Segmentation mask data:
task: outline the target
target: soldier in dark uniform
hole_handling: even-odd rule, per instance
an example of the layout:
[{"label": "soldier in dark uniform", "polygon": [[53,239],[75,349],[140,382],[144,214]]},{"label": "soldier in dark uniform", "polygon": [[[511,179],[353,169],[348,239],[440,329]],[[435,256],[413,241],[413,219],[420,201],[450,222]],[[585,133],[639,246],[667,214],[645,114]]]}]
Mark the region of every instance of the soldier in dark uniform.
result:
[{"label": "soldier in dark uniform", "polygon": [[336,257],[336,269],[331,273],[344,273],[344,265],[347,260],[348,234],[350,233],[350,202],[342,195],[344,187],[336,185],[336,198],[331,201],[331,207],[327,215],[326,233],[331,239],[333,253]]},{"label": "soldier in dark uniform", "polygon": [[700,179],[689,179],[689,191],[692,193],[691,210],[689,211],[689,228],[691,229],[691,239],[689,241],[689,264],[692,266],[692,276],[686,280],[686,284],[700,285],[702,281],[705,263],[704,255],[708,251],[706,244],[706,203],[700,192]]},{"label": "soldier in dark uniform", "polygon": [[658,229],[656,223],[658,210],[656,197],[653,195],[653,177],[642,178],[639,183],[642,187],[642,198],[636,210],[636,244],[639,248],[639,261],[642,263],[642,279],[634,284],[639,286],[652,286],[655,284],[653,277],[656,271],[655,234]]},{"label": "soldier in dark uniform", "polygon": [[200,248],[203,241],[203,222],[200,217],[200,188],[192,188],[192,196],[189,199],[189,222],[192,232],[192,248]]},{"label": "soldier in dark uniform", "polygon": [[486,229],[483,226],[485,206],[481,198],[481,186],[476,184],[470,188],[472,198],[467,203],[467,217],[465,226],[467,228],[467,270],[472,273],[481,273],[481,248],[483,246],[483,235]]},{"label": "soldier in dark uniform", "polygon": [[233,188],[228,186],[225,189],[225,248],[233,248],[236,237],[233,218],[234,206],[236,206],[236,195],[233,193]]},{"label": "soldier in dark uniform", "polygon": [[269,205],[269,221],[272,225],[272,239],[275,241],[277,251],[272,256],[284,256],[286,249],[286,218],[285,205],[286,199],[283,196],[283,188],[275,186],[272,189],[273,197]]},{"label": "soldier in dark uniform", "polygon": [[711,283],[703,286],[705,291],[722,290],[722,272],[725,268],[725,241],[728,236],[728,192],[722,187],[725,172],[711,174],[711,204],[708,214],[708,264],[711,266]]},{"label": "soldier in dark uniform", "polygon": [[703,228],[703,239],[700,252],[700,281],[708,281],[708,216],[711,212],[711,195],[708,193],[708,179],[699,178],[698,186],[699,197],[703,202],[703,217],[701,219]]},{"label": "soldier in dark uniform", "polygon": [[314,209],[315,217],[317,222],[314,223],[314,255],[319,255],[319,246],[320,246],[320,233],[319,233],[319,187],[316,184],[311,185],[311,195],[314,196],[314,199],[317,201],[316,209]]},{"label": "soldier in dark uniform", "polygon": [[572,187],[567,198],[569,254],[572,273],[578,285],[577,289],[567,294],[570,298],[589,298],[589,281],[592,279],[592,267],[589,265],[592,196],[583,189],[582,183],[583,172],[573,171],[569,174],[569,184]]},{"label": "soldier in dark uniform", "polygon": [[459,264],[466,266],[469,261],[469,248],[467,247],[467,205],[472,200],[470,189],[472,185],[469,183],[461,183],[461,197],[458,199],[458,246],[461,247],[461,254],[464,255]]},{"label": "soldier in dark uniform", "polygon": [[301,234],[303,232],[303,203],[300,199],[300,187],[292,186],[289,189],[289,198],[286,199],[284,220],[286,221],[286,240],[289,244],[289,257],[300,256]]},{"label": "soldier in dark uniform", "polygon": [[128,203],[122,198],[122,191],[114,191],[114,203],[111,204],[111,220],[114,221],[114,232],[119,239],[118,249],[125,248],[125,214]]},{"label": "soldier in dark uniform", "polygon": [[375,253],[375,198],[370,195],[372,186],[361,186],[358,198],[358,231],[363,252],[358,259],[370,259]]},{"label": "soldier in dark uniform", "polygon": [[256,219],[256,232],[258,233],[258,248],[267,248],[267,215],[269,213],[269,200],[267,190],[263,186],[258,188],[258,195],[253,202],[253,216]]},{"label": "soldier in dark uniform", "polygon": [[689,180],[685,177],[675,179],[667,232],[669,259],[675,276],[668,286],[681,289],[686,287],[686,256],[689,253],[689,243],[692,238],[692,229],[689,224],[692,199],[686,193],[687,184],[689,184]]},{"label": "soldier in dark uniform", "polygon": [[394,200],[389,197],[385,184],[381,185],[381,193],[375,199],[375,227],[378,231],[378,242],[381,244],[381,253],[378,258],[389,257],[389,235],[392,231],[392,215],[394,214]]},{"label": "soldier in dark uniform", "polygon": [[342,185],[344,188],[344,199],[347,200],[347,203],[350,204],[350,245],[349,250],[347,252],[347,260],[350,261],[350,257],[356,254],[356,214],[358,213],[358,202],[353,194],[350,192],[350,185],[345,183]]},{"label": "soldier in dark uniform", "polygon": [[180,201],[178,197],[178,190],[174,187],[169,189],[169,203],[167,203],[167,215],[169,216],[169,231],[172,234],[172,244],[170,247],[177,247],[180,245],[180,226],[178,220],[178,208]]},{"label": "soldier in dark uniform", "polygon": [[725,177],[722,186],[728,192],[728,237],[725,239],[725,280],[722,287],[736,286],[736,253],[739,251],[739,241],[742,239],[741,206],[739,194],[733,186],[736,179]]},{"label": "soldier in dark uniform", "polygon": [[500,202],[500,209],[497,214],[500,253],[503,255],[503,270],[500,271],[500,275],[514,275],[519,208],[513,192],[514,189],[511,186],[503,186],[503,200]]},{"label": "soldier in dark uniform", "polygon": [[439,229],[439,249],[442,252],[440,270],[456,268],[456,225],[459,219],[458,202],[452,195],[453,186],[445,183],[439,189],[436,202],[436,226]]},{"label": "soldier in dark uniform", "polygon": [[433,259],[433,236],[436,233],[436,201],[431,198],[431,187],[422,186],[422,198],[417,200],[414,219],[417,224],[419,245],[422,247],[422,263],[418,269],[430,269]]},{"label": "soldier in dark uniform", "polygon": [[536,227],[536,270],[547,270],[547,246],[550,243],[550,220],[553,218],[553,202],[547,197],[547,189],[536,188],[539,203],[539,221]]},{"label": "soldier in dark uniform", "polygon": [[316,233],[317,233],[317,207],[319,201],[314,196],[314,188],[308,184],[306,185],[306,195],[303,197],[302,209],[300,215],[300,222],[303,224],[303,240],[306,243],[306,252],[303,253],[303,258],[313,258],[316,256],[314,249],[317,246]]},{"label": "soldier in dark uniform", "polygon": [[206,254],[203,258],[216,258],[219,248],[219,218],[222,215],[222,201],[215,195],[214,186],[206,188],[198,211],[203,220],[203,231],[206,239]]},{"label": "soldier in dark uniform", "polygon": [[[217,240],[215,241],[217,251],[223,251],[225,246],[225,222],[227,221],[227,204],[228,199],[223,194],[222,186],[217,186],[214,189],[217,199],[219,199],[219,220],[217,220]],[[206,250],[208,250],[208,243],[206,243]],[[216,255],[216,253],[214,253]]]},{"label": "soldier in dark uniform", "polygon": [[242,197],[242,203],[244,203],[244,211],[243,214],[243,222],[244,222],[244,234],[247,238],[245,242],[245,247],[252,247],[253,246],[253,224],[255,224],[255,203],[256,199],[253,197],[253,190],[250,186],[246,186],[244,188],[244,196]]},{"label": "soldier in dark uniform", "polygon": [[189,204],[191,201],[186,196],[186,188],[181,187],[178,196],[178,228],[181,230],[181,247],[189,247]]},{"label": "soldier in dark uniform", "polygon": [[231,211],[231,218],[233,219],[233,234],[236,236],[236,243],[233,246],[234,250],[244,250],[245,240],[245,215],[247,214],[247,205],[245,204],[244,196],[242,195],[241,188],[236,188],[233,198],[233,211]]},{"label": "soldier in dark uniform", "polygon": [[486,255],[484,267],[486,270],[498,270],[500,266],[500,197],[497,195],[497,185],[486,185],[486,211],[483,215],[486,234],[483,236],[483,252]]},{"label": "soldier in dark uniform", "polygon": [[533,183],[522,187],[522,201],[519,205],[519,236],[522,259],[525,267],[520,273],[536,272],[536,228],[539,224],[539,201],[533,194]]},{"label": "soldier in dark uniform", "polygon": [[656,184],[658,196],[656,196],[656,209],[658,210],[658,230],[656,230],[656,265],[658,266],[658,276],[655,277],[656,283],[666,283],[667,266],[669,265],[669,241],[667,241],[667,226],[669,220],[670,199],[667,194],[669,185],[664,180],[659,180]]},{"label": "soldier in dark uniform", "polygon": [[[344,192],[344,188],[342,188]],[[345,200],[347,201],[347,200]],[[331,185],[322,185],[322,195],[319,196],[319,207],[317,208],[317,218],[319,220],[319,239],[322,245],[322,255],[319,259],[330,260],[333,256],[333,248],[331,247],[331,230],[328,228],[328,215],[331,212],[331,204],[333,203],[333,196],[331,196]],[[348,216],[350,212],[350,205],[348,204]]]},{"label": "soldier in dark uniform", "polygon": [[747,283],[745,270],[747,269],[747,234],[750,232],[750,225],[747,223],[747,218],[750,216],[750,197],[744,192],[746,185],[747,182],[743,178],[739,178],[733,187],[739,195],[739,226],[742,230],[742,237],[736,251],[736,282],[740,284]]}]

• Task details:
Copy all lines from the data above that contain the word "target".

• Response to this task:
task: outline the target
target: soldier in dark uniform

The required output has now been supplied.